Text:
━━━━━━━━━━━━━━━━━━━━━━━━━━━━━━

📝Understanding YOLO - YOLO 알아보기?!!

Posted Jun 14, 2025

By DrFirst

17 min read

🧠 Understanding YOLO in One Page

🔍 Detecting objects lightning-fast with a single unified model!

Just like classic literature is essential beyond trending new books,
today we’re diving into the classic paper of object detection: YOLO!

Paper: You Only Look Once: Unified, Real-Time Object Detection
Conference: CVPR 2016 (Joseph Redmon & Facebook AI Research)
🔗 Presentation Slides

💡 YOLO Highlights

It’s fast.
- Runs at 45 FPS! Even Faster R-CNN runs at just 7 FPS.
It sees the whole image.
- Unlike sliding window methods, YOLO looks at the entire image at once, reducing background false positives.
Works across domains.
- Can be applied to artworks, drawings, cartoons, etc.

🧠 Background of YOLO’s Emergence

While humans can understand a scene at a glance, previous models could not.
Traditional methods looped over many bounding boxes and performed complex post-processing!

Complex pipelines: Region proposals → classification → post-processing, making optimization difficult.
Slow inference: Each component runs independently, especially R-CNN-based models being unsuitable for real-time use.
Inefficient sliding windows: Classifier runs over many positions and scales → computationally expensive.
Non end-to-end training: Separate training for different parts of the pipeline.

🔍 Traditional Methods: DPM and R-CNN

DPM (Deformable Parts Models): Breaks an object into a root filter and several part filters.
Key components:
- Root filter: captures overall object shape.
- Part filters: detect key parts (e.g., eyes, nose for face).
- Deformation model: handles flexible placement of parts.
Used HoG features and sliding window detection.
Strengths: robust to occlusion and deformation.
Weaknesses: computationally heavy and hard to use in real time.

R-CNN (2014): Early deep learning-based object detector.
Steps:
1. Generate ~2,000 region proposals via Selective Search.
2. Extract features with a CNN per region.
3. Classify using SVM.
4. Refine with bounding box regression.
Pros: Higher accuracy than traditional methods.
Cons: Very slow, complex multi-stage training, not end-to-end.

📘 Dataset: PASCAL VOC Detection

Background: Developed for the PASCAL Visual Object Classes Challenge (2005–2012).
Objective: Benchmark for object detection with 20 labeled classes like person, dog, car, etc.

━━━━━━━━━━━━━━━━━━━━━━━━━━━━━━

Material shown:

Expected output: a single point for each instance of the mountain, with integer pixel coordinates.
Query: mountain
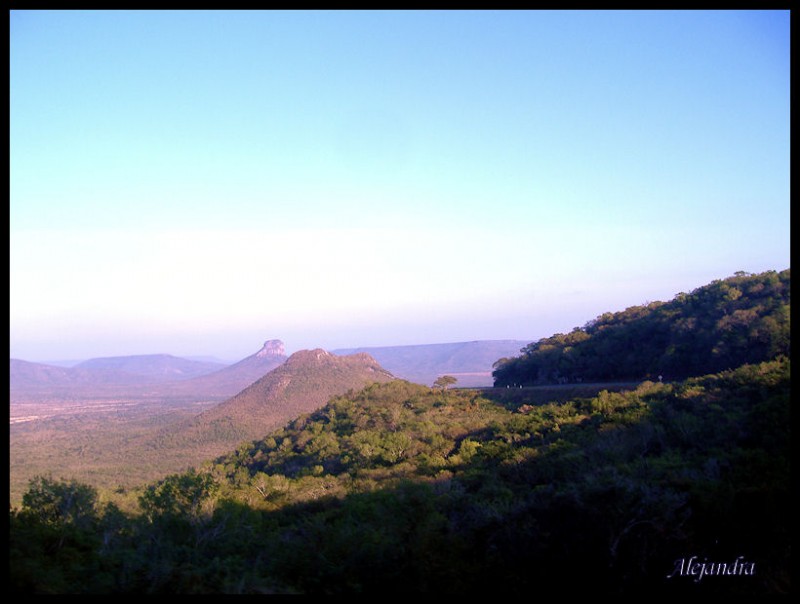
(143, 375)
(469, 362)
(304, 383)
(234, 378)
(155, 367)
(727, 323)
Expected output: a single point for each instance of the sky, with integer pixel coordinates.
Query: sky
(197, 182)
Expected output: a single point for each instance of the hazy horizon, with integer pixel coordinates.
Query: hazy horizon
(197, 182)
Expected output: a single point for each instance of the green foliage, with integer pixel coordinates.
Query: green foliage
(398, 488)
(742, 319)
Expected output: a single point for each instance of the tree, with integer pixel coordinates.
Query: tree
(444, 381)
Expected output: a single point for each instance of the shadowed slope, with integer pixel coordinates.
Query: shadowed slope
(304, 383)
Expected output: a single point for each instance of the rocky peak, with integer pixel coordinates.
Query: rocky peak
(271, 348)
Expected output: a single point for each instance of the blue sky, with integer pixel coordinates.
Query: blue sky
(198, 182)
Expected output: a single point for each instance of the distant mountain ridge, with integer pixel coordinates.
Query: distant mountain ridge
(156, 366)
(306, 381)
(157, 374)
(469, 362)
(232, 379)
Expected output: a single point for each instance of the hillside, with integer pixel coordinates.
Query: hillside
(305, 382)
(156, 367)
(151, 376)
(399, 488)
(234, 378)
(469, 362)
(742, 319)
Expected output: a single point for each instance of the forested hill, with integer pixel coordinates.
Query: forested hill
(722, 325)
(405, 489)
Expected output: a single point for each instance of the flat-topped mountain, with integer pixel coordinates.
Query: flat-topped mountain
(156, 367)
(305, 382)
(469, 362)
(143, 375)
(234, 378)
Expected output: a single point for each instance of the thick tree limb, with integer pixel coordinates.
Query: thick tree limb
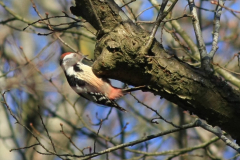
(119, 56)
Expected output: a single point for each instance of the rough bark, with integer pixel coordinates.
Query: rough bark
(119, 52)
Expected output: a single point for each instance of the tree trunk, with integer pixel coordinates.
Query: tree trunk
(120, 55)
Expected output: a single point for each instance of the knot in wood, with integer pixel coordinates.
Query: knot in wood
(131, 45)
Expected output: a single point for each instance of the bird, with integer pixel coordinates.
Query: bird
(86, 84)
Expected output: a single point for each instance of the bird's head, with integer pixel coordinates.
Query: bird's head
(70, 59)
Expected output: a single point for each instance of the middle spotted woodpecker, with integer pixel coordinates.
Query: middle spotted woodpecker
(83, 81)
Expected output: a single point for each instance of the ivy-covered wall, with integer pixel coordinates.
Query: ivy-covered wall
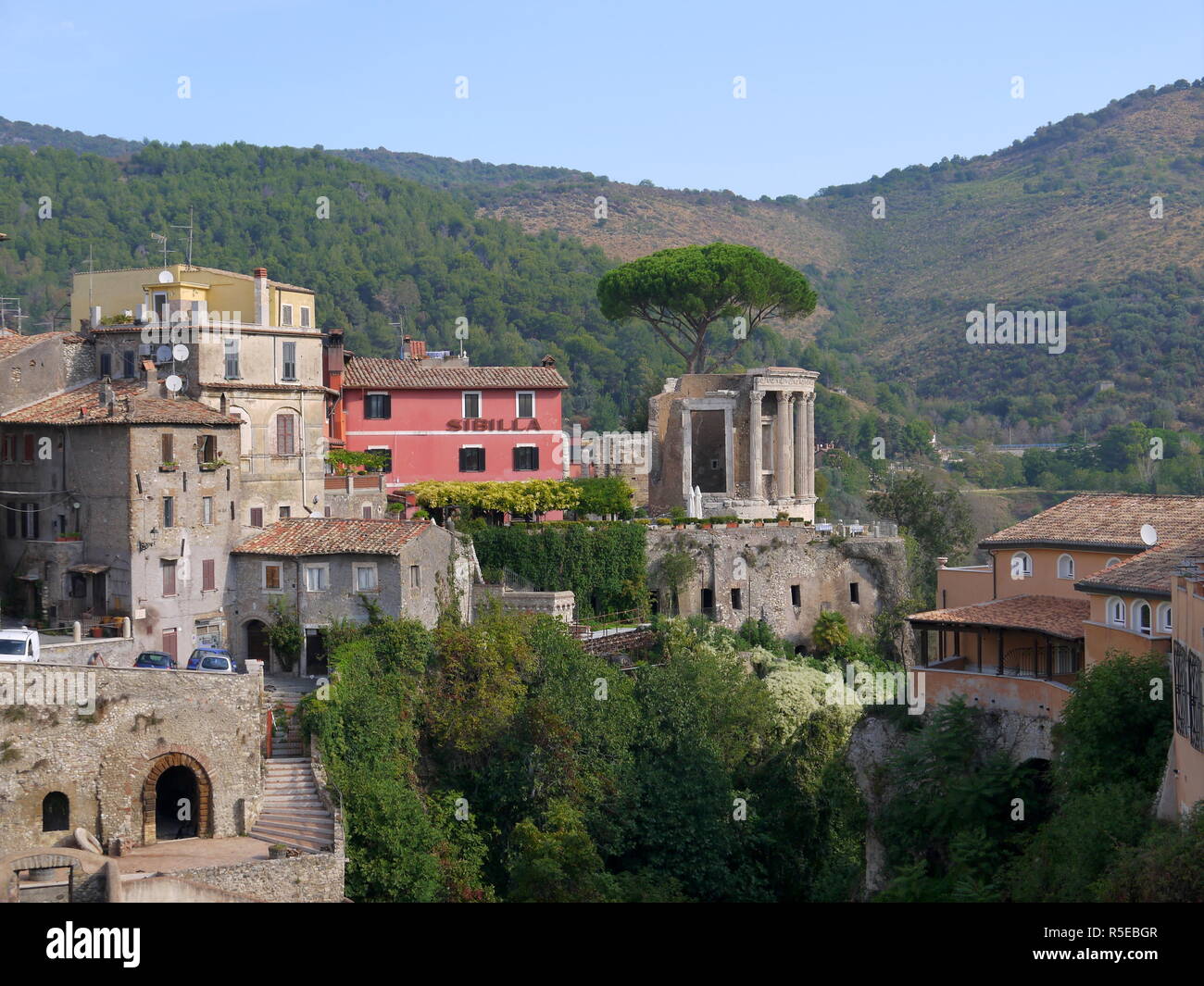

━━━━━━━━━━━━━━━━━━━━━━━━━━━━━━

Exercise 1: According to the YOLO article, why does YOLO produce fewer background false positives than sliding window methods? Answer in one to three sentences.
Exercise 2: Resume the YOLO article from the point at which it stops.
The records are separate from the YOLO article and stand apart from it.

Expected answer 1: YOLO looks at the entire image at once, while sliding window methods do not. Seeing the whole image is what reduces background false positives.

Expected answer 2:
Each image may contain multiple objects.
Each object has bounding box (x, y, w, h) + label.
Evaluation metric: mAP (mean Average Precision)
- Averaged over classes.
- Based on IOU ≥ 0.5 for a correct match.

🔗 PASCAL VOC Website

🖇️ YOLO Model Architecture

Inspired by GoogLeNet for image classification.
24 convolutional layers + 2 fully connected layers.
Input: 448×448 image → Output: 7×7×30 tensor.

📌 YOLOv1 Layer Summary

Block	Layer	Filters × Size / Stride	Output Size (448×448 input)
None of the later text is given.